[Stored items]
——————

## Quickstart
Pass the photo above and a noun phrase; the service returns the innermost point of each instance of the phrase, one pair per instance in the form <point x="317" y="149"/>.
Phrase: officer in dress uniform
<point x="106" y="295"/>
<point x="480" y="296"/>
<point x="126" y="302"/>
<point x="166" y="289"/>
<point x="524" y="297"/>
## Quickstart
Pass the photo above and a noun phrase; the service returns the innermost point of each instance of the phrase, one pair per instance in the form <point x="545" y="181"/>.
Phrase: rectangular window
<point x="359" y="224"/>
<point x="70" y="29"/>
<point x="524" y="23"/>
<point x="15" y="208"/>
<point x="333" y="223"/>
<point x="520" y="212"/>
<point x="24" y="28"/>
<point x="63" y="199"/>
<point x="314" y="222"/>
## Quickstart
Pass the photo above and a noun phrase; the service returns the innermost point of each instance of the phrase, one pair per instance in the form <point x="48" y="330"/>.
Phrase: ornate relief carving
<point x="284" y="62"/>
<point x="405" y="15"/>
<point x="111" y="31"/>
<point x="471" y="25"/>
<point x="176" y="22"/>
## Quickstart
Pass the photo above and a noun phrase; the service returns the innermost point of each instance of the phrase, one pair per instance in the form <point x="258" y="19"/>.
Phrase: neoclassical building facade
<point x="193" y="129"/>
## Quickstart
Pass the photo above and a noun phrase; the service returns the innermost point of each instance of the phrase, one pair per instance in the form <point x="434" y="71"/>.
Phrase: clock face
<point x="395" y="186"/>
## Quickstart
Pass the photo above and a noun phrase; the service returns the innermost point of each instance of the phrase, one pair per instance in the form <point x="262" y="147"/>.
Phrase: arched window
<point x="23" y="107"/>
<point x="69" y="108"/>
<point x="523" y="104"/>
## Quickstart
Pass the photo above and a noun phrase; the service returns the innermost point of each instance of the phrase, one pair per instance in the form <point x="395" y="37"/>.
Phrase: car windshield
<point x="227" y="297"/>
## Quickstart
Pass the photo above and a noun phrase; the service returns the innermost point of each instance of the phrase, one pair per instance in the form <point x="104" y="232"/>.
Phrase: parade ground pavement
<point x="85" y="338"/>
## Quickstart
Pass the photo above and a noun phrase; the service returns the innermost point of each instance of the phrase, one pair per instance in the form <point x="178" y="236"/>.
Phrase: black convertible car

——————

* **WHAT THE TASK ASKS**: All of the entries above are to be written out again exactly.

* **SOLVED EXERCISE**:
## Quickstart
Pass the photo above and a noun phrase; the service returns the innermost point of each instance of the phrase, one pair per instance in the form <point x="317" y="149"/>.
Phrase: officer in dress uniform
<point x="106" y="295"/>
<point x="480" y="296"/>
<point x="126" y="302"/>
<point x="166" y="289"/>
<point x="524" y="297"/>
## Quickstart
Pass the photo above and a noun phrase; the service returns the innermost point of each instance of the phrase, one pair per instance in the form <point x="545" y="181"/>.
Phrase: rectangular window
<point x="359" y="224"/>
<point x="70" y="29"/>
<point x="524" y="23"/>
<point x="15" y="208"/>
<point x="333" y="223"/>
<point x="520" y="212"/>
<point x="24" y="28"/>
<point x="63" y="199"/>
<point x="314" y="222"/>
## Quickstart
Pass the photo above and a noun phrase; the service returns the innermost point of each instance of the phrase, one pair per instance in the form <point x="48" y="330"/>.
Phrase: ornate relief carving
<point x="284" y="62"/>
<point x="405" y="15"/>
<point x="111" y="31"/>
<point x="471" y="25"/>
<point x="176" y="22"/>
## Quickstart
Pass the photo above and a noun phrase; the service returns the innermost point of each instance of the phrase, one pair per instance in the form <point x="258" y="19"/>.
Phrase: neoclassical building facade
<point x="193" y="129"/>
## Quickstart
Pass the photo above and a noun phrase; the service returns the innermost point of each instance of the phrase, one pair per instance in the form <point x="434" y="71"/>.
Phrase: clock face
<point x="395" y="186"/>
## Quickstart
Pass the photo above and a noun phrase; the service returns the innermost point of each instance of the phrase, one pair per instance in the form <point x="262" y="147"/>.
Phrase: arched window
<point x="23" y="107"/>
<point x="69" y="108"/>
<point x="523" y="104"/>
## Quickstart
Pass the photo above and a noun phrase; the service returns the innermost point of each instance of the phrase, one pair per instance in the form <point x="395" y="37"/>.
Phrase: car windshield
<point x="227" y="297"/>
## Quickstart
Pass the photo above and a noun phrase; the service returns the innermost point of each instance of the phrase, one pair per instance in the form <point x="104" y="232"/>.
Phrase: parade ground pavement
<point x="85" y="338"/>
## Quickstart
Pass the photo above and a noun phrase; the service returns the innermost point of each instance of the phrase, one pair per instance in the form <point x="178" y="236"/>.
Phrase: black convertible car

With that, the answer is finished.